* _WORK TO DO_
**1.** List every percentage figure given in the essay on leadership.
**2.** According to the essay on leadership, what percentage of businesses have implemented leadership development at all levels?
**3.** Carry the essay on leadership forward from its final sentence.

* _SELECTED PASSAGE_
Napoleon Bonaparte, a great but not beneficial (for France) leader.
Napoleon Bonaparte, a great but not beneficial (for France) leader.

Why is leadership so important?

The need for leadership in some form seems to be inborn in critters of all flavors, us human critters included. Without leaders, the mass of critters just mills around, aimlessly in general and too often unproductively for the herd’s wellbeing.

Most people, and critters more generally, are not leaders. They do not have the ability to “lead”, whatever that may require. Worse yet, they mostly want to be led – told what to do. Leading is difficult, and usually comes with responsibility.

Businesses and organizations by their very nature require effective leadership. The alternative is too often chaos, failure, or worse.

From Kristin Kizer via Zippia: “36 Powerful Leadership Statistics [2023]: Things All Aspiring Leaders Should Know”:

“While 83% of organizations believe it’s important to develop leaders at every level of the company, only 5% of businesses have implemented leadership development at all levels.”

“US businesses spend $166 billion on leadership development each year.”

“77% of businesses report that leadership is lacking. While everyone recognizes the value of having strong leadership at every level of an organization, businesses struggle to find and develop leaders.”

These numbers apply specifically to businesses but probably reflect the broader base of non-business organizations as well.

If businesses are trying hard and spending hugely to identify and develop their leadership resources with apparently little success, does this possibly explain the current lack of “great” leaders in our world today?

What is “leadership”?

Despite its acknowledged importance, leadership as a practical concept appears to be quite vague and fuzzy at best. Wikipedia offers this insight:

“Leadership, although largely talked about, has been described as one of the least understood concepts across all cultures and civilizations. Over the years, many researchers have stressed the prevalence of this misunderstanding, stating that the existence of several flawed assumptions, or myths, concerning leadership often interferes with individuals’ conception of what leadership is all about.”

So, leadership is vitally important, but nobody seems to have a generally acceptable idea of exactly what “leadership” is. And developing whatever-it-is leadership costs U.S. businesses around $160 billion a year. A real bonanza for consultants and trainers, which might disappear if their work was successful.

Virtually everybody understands the importance of leadership it seems, but few if any seem to understand just what it is in practical terms: “While we don’t really know what it is, we spend enormous sums each year to develop it.”

* _ENTRIES SUPPLIED_
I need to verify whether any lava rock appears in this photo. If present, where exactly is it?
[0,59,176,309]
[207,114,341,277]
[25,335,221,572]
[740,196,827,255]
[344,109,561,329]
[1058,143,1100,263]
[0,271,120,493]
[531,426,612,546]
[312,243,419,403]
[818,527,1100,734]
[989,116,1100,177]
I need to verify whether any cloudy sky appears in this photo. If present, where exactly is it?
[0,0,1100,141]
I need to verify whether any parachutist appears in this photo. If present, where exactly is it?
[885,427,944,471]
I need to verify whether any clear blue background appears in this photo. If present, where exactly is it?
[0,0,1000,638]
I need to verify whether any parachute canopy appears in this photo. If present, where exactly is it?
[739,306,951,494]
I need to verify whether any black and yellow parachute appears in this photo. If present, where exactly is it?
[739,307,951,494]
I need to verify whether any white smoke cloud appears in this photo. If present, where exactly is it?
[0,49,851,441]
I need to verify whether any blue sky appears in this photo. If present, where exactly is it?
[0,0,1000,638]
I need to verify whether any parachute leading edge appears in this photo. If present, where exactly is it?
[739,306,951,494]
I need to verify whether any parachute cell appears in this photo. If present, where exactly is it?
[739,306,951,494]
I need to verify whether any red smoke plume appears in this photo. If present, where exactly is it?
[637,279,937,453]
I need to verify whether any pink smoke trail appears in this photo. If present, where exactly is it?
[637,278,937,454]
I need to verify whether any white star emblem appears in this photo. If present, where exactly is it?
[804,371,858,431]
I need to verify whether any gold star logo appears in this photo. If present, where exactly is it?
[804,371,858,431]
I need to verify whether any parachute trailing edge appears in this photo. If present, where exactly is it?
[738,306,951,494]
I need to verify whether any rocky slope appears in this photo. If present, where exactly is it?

* _THE REPLIES_
**1.**
83%
5%
77%

**2.** 5%

**3.**
Maybe, just maybe, “leadership” is little more than a catch-phrase for stuff that people identified as leaders do – or are. Worse yet, it may well be that leadership effectiveness is highly situation-dependent. An effective leader in one situation may be a complete dud (or worse) in other, and perhaps even most, situations.

Each situation likely requires a specific mix of capabilities to result in “success” by some measures, hopefully results. Matching situations – the leadership requirements of which may be largely or completely unknown or misunderstood – with available leadership resources seems extremely tricky to say the least.

Perhaps those demonstrated-effective leaders self-select (or stumble into) situations in which their abilities match reasonably well to actual situation requirements, whatever these may be. Kind of a random process, which our current leadership success rate seems to reflect.

My lengthy personal experience with leaders suggests to me that most efforts at developing leaders are in fact aimed at developing managers. These two skill sets differ in many respects. If you are interested in my take on this, see here and here.

It may well be that you cannot reliably develop effective leaders, let alone great ones. The necessary leader-situation match for effectiveness mostly just happens. How inconvenient.

What does Sun Tzu say about all of this?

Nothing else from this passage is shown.